=== Section Start ===
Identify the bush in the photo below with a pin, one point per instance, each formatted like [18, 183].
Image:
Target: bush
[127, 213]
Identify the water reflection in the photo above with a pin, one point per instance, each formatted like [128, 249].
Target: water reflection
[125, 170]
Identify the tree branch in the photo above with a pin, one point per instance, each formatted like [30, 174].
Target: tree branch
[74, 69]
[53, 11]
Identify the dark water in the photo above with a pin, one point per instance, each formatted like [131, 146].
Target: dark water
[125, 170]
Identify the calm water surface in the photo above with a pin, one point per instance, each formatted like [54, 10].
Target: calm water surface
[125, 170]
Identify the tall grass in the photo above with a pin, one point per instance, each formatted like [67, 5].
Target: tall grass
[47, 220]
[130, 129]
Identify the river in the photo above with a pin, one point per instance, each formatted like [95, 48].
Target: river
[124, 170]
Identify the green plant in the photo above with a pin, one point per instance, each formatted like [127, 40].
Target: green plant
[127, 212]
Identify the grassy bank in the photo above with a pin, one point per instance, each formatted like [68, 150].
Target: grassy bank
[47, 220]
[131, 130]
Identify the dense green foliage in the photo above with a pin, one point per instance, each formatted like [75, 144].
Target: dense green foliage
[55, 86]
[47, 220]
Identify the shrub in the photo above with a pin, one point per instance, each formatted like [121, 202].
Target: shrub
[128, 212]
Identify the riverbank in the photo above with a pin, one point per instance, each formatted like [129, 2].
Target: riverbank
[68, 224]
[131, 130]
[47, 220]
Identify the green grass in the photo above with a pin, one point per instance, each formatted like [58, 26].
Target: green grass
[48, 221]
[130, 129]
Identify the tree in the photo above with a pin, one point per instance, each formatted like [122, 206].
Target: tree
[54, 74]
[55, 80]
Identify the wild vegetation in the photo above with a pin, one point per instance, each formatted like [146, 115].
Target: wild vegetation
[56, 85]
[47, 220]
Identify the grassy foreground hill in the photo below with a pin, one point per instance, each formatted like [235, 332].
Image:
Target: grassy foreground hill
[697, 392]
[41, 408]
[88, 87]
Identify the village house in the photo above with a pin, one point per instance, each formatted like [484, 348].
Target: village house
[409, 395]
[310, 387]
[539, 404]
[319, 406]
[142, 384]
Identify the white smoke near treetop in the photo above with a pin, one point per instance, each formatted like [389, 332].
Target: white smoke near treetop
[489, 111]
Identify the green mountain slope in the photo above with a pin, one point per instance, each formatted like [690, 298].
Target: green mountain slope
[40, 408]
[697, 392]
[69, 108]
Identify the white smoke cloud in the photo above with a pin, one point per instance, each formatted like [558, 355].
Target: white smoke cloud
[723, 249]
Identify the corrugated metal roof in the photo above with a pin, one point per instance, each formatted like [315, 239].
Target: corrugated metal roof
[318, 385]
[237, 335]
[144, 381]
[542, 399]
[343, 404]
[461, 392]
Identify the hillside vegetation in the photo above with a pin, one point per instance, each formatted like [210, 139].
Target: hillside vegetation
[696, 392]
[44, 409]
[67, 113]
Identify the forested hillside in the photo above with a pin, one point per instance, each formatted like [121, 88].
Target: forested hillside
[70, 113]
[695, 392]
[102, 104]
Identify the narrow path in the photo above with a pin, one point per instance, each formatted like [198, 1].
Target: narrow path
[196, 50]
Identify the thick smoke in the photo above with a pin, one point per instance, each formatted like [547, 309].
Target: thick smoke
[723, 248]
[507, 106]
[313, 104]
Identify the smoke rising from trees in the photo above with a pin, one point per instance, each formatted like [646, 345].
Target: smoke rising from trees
=== Section End ===
Prompt: Every line in the records above with the string "from" in it should be shown.

Output:
Identify the smoke rising from trees in the photo above with a pin, one point per instance, each formatted like [646, 345].
Target: smoke rising from trees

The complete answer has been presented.